--- Start ---

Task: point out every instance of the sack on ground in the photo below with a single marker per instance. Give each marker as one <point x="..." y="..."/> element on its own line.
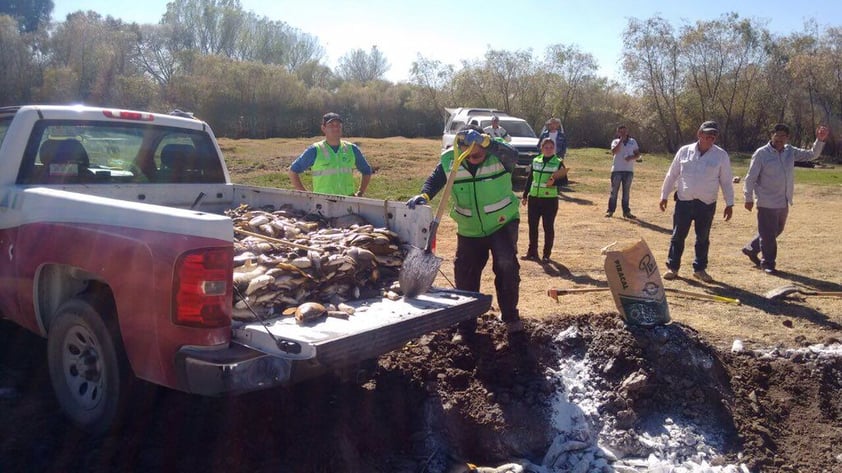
<point x="636" y="284"/>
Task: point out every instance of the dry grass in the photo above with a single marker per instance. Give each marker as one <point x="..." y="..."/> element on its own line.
<point x="807" y="249"/>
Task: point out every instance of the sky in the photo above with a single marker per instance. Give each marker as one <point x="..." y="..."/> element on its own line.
<point x="453" y="31"/>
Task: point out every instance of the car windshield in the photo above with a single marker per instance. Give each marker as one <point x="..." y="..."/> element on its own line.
<point x="513" y="127"/>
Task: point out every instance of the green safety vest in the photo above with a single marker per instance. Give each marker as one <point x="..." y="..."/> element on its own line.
<point x="333" y="171"/>
<point x="482" y="204"/>
<point x="541" y="173"/>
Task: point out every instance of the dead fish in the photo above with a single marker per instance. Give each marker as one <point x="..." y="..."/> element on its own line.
<point x="309" y="311"/>
<point x="258" y="282"/>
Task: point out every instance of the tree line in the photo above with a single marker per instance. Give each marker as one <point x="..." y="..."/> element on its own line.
<point x="252" y="77"/>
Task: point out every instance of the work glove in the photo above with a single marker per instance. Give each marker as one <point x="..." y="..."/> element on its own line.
<point x="419" y="199"/>
<point x="470" y="137"/>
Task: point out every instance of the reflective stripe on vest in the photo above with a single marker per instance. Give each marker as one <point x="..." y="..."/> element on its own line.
<point x="541" y="172"/>
<point x="333" y="170"/>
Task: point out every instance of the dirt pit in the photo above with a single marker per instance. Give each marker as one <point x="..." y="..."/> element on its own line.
<point x="575" y="393"/>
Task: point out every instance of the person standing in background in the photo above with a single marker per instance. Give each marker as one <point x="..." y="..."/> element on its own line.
<point x="626" y="152"/>
<point x="554" y="130"/>
<point x="696" y="174"/>
<point x="332" y="161"/>
<point x="541" y="199"/>
<point x="770" y="179"/>
<point x="496" y="131"/>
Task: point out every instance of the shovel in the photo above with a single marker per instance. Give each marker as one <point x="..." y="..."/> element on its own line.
<point x="783" y="291"/>
<point x="420" y="266"/>
<point x="554" y="293"/>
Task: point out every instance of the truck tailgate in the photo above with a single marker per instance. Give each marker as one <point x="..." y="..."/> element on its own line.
<point x="377" y="327"/>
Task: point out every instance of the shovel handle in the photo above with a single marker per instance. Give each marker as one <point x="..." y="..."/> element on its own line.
<point x="451" y="177"/>
<point x="554" y="293"/>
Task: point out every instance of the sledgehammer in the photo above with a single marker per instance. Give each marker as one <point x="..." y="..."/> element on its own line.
<point x="554" y="293"/>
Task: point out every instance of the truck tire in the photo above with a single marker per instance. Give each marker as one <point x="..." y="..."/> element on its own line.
<point x="87" y="365"/>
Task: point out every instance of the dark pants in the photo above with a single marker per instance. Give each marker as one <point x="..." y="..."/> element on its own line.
<point x="545" y="210"/>
<point x="617" y="178"/>
<point x="471" y="256"/>
<point x="770" y="224"/>
<point x="687" y="212"/>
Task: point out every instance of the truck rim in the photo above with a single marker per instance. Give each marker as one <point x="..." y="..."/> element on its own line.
<point x="83" y="367"/>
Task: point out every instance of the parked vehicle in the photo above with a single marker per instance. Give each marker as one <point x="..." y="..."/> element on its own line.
<point x="523" y="136"/>
<point x="118" y="251"/>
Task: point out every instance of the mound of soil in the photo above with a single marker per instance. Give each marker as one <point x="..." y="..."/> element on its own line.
<point x="435" y="405"/>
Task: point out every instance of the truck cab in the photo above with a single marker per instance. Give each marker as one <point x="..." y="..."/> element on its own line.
<point x="523" y="136"/>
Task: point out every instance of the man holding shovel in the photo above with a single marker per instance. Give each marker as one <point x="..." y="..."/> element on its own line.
<point x="770" y="179"/>
<point x="486" y="213"/>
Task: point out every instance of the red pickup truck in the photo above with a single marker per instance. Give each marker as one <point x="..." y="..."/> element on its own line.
<point x="122" y="257"/>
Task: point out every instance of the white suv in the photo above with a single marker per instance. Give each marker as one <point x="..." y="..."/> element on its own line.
<point x="523" y="137"/>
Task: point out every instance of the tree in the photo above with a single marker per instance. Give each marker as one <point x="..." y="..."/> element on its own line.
<point x="16" y="63"/>
<point x="433" y="82"/>
<point x="29" y="14"/>
<point x="359" y="66"/>
<point x="570" y="69"/>
<point x="651" y="57"/>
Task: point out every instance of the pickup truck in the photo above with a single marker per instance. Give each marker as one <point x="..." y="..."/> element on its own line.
<point x="116" y="249"/>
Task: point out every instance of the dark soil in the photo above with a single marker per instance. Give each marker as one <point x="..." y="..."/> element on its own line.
<point x="435" y="405"/>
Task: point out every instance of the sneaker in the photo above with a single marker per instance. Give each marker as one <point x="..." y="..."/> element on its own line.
<point x="515" y="326"/>
<point x="702" y="276"/>
<point x="752" y="256"/>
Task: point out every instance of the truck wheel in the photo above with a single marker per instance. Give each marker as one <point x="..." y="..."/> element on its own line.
<point x="87" y="366"/>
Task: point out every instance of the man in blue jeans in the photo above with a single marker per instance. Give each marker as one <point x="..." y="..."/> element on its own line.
<point x="696" y="174"/>
<point x="770" y="180"/>
<point x="625" y="151"/>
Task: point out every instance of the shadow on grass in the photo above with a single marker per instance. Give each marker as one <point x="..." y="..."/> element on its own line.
<point x="556" y="269"/>
<point x="650" y="226"/>
<point x="785" y="308"/>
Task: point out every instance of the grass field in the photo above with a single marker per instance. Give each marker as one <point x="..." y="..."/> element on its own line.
<point x="807" y="249"/>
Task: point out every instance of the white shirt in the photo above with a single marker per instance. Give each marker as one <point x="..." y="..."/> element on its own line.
<point x="629" y="148"/>
<point x="498" y="132"/>
<point x="699" y="176"/>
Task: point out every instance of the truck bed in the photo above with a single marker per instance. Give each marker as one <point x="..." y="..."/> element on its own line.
<point x="377" y="326"/>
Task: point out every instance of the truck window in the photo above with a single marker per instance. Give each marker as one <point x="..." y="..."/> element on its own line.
<point x="4" y="126"/>
<point x="93" y="152"/>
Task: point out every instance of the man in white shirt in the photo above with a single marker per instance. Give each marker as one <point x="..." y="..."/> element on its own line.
<point x="625" y="151"/>
<point x="697" y="173"/>
<point x="497" y="131"/>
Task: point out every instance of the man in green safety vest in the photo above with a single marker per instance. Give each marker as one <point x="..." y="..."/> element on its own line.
<point x="487" y="216"/>
<point x="332" y="162"/>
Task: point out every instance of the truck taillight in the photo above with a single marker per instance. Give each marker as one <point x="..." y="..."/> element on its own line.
<point x="203" y="288"/>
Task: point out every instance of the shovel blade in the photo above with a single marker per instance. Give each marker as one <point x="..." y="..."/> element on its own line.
<point x="781" y="292"/>
<point x="418" y="272"/>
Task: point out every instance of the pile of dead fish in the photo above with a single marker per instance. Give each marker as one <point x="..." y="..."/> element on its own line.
<point x="284" y="258"/>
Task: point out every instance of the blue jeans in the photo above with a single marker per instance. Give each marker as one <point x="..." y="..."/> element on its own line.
<point x="686" y="213"/>
<point x="617" y="178"/>
<point x="471" y="258"/>
<point x="542" y="209"/>
<point x="770" y="224"/>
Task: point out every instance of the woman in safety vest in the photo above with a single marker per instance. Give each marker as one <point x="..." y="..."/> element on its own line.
<point x="541" y="198"/>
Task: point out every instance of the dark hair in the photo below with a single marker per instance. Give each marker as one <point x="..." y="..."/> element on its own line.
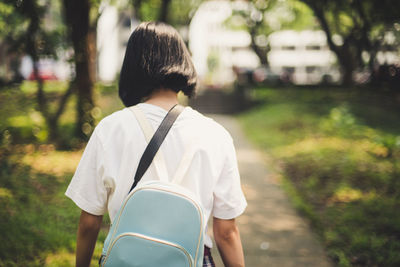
<point x="156" y="57"/>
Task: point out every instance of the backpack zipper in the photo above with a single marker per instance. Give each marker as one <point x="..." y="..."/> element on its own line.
<point x="150" y="239"/>
<point x="169" y="191"/>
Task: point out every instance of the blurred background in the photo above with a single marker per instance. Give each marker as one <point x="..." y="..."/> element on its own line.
<point x="314" y="84"/>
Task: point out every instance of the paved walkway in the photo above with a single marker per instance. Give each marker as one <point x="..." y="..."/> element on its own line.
<point x="273" y="234"/>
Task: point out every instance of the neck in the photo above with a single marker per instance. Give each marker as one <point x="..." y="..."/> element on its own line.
<point x="164" y="98"/>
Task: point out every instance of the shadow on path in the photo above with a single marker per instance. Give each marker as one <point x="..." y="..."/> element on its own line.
<point x="272" y="232"/>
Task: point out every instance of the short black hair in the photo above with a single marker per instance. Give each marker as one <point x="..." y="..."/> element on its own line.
<point x="156" y="57"/>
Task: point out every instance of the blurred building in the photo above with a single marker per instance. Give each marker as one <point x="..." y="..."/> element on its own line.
<point x="113" y="30"/>
<point x="216" y="49"/>
<point x="302" y="57"/>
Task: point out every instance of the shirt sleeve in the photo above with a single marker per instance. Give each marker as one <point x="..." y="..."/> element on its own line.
<point x="87" y="188"/>
<point x="229" y="200"/>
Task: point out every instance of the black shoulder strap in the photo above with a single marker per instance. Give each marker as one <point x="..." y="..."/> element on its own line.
<point x="156" y="142"/>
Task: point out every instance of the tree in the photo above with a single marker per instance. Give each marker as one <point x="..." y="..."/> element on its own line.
<point x="28" y="35"/>
<point x="360" y="24"/>
<point x="260" y="18"/>
<point x="175" y="12"/>
<point x="82" y="32"/>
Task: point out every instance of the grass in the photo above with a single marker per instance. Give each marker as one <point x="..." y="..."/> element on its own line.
<point x="38" y="222"/>
<point x="338" y="151"/>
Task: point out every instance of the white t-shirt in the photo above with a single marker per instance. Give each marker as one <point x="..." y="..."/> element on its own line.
<point x="108" y="164"/>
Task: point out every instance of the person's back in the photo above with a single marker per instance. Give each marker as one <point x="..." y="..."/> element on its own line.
<point x="105" y="173"/>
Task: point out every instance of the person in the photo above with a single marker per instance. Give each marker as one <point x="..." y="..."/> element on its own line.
<point x="156" y="67"/>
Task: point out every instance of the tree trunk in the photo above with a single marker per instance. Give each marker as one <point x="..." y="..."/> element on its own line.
<point x="261" y="52"/>
<point x="83" y="38"/>
<point x="342" y="53"/>
<point x="164" y="11"/>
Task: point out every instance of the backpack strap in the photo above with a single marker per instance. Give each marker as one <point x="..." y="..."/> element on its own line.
<point x="148" y="132"/>
<point x="184" y="165"/>
<point x="156" y="142"/>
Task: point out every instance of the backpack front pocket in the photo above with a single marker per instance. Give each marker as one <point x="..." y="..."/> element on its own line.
<point x="132" y="249"/>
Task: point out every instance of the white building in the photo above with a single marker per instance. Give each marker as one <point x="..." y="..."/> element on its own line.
<point x="113" y="30"/>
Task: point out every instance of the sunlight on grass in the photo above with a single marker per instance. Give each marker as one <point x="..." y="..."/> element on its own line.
<point x="338" y="153"/>
<point x="53" y="162"/>
<point x="5" y="193"/>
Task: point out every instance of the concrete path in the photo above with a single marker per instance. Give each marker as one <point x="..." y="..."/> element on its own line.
<point x="273" y="234"/>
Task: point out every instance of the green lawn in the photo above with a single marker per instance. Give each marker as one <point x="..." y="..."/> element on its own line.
<point x="337" y="149"/>
<point x="38" y="223"/>
<point x="338" y="152"/>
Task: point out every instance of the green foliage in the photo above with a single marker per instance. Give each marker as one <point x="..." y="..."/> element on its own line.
<point x="180" y="12"/>
<point x="340" y="166"/>
<point x="38" y="222"/>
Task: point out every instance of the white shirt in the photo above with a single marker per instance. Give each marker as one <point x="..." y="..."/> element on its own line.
<point x="108" y="164"/>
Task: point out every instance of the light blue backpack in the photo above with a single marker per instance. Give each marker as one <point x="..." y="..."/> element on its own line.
<point x="159" y="223"/>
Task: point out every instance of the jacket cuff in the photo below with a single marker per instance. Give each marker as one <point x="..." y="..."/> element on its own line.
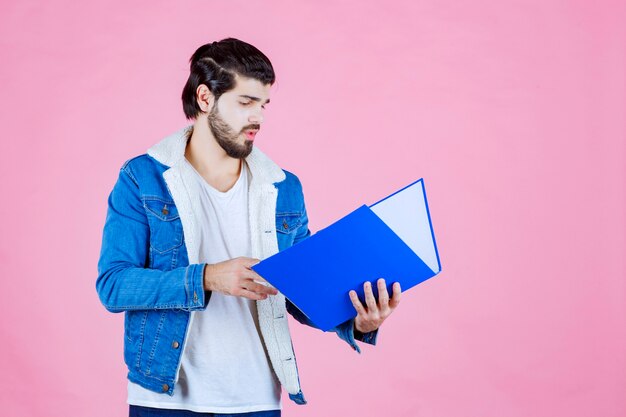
<point x="369" y="337"/>
<point x="197" y="297"/>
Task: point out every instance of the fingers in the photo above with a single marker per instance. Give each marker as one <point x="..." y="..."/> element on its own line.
<point x="250" y="285"/>
<point x="395" y="298"/>
<point x="357" y="303"/>
<point x="252" y="295"/>
<point x="249" y="262"/>
<point x="383" y="295"/>
<point x="369" y="297"/>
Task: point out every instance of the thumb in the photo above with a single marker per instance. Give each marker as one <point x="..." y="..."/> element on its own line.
<point x="248" y="262"/>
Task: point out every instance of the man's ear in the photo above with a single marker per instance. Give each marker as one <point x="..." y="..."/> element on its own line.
<point x="204" y="98"/>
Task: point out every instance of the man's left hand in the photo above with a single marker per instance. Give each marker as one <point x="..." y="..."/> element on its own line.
<point x="370" y="317"/>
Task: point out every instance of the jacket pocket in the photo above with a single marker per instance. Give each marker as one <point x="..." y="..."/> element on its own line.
<point x="166" y="230"/>
<point x="287" y="223"/>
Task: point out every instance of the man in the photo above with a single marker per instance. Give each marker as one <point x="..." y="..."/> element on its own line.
<point x="204" y="334"/>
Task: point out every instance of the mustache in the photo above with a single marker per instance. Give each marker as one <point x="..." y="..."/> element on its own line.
<point x="253" y="126"/>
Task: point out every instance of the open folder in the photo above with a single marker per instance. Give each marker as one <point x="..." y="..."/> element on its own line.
<point x="391" y="239"/>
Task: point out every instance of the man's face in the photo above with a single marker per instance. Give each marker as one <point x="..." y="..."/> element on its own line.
<point x="236" y="117"/>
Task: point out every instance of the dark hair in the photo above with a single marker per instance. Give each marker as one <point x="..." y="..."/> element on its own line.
<point x="215" y="65"/>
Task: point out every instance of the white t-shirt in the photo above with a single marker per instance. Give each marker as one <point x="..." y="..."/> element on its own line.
<point x="224" y="367"/>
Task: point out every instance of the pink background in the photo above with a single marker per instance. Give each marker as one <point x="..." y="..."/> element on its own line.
<point x="512" y="112"/>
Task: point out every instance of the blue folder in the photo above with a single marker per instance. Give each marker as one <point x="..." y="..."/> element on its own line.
<point x="391" y="239"/>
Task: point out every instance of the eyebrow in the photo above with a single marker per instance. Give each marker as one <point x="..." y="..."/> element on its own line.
<point x="254" y="98"/>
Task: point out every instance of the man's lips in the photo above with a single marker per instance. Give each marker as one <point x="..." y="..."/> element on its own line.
<point x="250" y="134"/>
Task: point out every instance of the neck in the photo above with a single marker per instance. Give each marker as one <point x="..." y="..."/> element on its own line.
<point x="207" y="156"/>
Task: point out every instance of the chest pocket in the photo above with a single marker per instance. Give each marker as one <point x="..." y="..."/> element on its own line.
<point x="287" y="223"/>
<point x="166" y="229"/>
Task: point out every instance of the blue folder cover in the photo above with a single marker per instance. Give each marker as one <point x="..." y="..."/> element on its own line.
<point x="317" y="274"/>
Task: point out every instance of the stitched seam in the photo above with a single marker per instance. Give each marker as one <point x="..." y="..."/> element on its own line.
<point x="155" y="343"/>
<point x="128" y="172"/>
<point x="141" y="340"/>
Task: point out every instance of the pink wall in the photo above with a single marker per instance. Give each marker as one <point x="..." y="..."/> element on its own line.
<point x="512" y="111"/>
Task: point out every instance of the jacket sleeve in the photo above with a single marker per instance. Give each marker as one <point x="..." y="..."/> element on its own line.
<point x="124" y="282"/>
<point x="346" y="330"/>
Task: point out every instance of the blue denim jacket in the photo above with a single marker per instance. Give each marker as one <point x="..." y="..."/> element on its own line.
<point x="144" y="270"/>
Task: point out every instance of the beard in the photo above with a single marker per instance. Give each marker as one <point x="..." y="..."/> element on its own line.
<point x="227" y="138"/>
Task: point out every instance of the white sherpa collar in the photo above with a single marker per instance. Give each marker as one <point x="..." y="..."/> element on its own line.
<point x="170" y="151"/>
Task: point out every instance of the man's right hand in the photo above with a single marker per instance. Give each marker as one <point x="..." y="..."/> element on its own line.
<point x="234" y="277"/>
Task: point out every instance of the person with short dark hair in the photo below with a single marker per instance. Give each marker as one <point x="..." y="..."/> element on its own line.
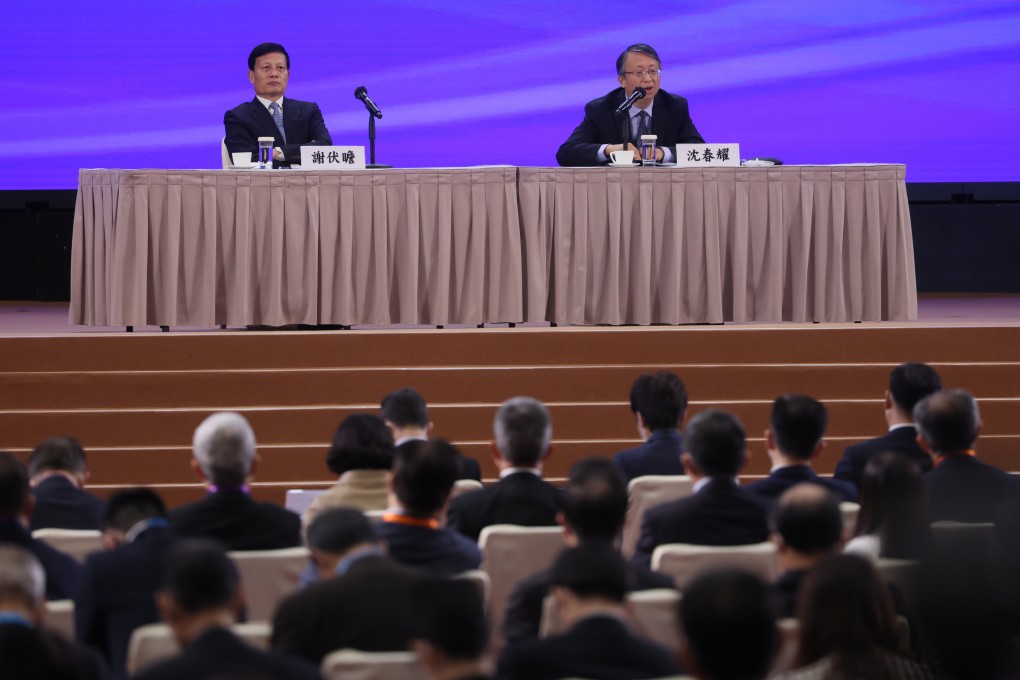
<point x="659" y="113"/>
<point x="728" y="629"/>
<point x="292" y="123"/>
<point x="659" y="402"/>
<point x="589" y="585"/>
<point x="57" y="472"/>
<point x="909" y="383"/>
<point x="719" y="512"/>
<point x="522" y="433"/>
<point x="794" y="438"/>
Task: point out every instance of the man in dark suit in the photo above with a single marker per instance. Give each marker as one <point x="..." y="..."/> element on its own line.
<point x="659" y="113"/>
<point x="659" y="403"/>
<point x="359" y="600"/>
<point x="523" y="431"/>
<point x="590" y="586"/>
<point x="16" y="503"/>
<point x="595" y="506"/>
<point x="56" y="468"/>
<point x="909" y="383"/>
<point x="200" y="599"/>
<point x="794" y="438"/>
<point x="292" y="123"/>
<point x="960" y="487"/>
<point x="118" y="584"/>
<point x="224" y="458"/>
<point x="719" y="512"/>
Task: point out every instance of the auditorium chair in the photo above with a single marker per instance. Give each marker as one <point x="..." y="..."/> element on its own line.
<point x="649" y="491"/>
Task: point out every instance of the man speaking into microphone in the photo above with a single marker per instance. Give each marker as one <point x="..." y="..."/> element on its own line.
<point x="658" y="112"/>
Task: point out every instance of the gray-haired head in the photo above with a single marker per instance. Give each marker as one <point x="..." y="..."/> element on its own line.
<point x="523" y="430"/>
<point x="224" y="448"/>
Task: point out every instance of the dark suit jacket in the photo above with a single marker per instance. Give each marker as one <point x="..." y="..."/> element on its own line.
<point x="670" y="122"/>
<point x="902" y="439"/>
<point x="62" y="572"/>
<point x="599" y="647"/>
<point x="61" y="505"/>
<point x="219" y="654"/>
<point x="363" y="609"/>
<point x="720" y="514"/>
<point x="792" y="475"/>
<point x="302" y="122"/>
<point x="659" y="456"/>
<point x="238" y="521"/>
<point x="117" y="593"/>
<point x="963" y="488"/>
<point x="522" y="498"/>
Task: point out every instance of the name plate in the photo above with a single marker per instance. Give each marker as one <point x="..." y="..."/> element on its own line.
<point x="333" y="158"/>
<point x="708" y="155"/>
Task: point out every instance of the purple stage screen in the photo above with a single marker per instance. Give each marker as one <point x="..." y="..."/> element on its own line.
<point x="145" y="83"/>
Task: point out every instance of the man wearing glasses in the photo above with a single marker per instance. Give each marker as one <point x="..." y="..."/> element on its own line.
<point x="659" y="113"/>
<point x="292" y="123"/>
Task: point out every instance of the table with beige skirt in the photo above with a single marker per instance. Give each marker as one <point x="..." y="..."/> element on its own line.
<point x="490" y="245"/>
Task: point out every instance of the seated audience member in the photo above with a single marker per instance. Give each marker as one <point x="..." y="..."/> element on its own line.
<point x="727" y="628"/>
<point x="361" y="456"/>
<point x="200" y="599"/>
<point x="961" y="487"/>
<point x="406" y="414"/>
<point x="659" y="402"/>
<point x="909" y="383"/>
<point x="794" y="438"/>
<point x="224" y="457"/>
<point x="848" y="626"/>
<point x="359" y="600"/>
<point x="118" y="585"/>
<point x="894" y="517"/>
<point x="422" y="476"/>
<point x="57" y="472"/>
<point x="595" y="506"/>
<point x="659" y="113"/>
<point x="449" y="630"/>
<point x="719" y="513"/>
<point x="16" y="503"/>
<point x="590" y="585"/>
<point x="522" y="432"/>
<point x="28" y="649"/>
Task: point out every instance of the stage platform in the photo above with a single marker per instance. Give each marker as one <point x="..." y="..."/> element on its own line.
<point x="135" y="399"/>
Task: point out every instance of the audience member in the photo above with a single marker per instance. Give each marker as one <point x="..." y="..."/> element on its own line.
<point x="909" y="383"/>
<point x="118" y="585"/>
<point x="589" y="586"/>
<point x="961" y="487"/>
<point x="57" y="472"/>
<point x="727" y="628"/>
<point x="224" y="457"/>
<point x="16" y="503"/>
<point x="595" y="506"/>
<point x="360" y="599"/>
<point x="200" y="599"/>
<point x="659" y="403"/>
<point x="522" y="432"/>
<point x="422" y="475"/>
<point x="794" y="438"/>
<point x="719" y="512"/>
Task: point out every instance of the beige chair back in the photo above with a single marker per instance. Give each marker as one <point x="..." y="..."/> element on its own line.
<point x="682" y="561"/>
<point x="355" y="665"/>
<point x="649" y="491"/>
<point x="268" y="576"/>
<point x="75" y="542"/>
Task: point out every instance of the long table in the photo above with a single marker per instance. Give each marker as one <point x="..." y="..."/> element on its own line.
<point x="571" y="246"/>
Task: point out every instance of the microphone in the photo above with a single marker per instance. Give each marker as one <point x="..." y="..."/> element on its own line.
<point x="639" y="93"/>
<point x="362" y="94"/>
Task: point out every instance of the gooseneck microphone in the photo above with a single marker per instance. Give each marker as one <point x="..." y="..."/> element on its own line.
<point x="362" y="94"/>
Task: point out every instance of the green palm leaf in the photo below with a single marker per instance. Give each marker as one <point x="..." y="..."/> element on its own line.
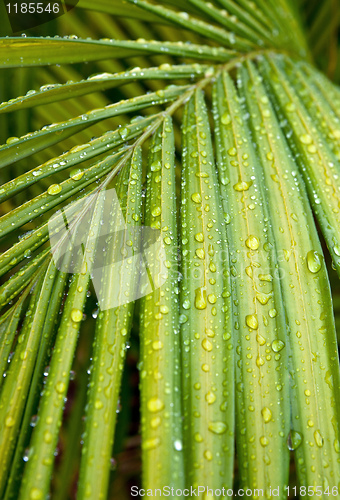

--- End ---

WHAT IS ASKED
Extract every line of the items above that contains the word "pink", and copy each one in full. Matching is case-sensitive.

EXERCISE SOLUTION
Task: point out every instance of the pink background in the photo above with a single marker per instance. Give each marker as one <point x="..." y="..."/> element on its own line.
Task: point out every instance of the pink wall in the photo above with a single marker per instance. Give each marker as one <point x="..." y="..."/> element on its own line.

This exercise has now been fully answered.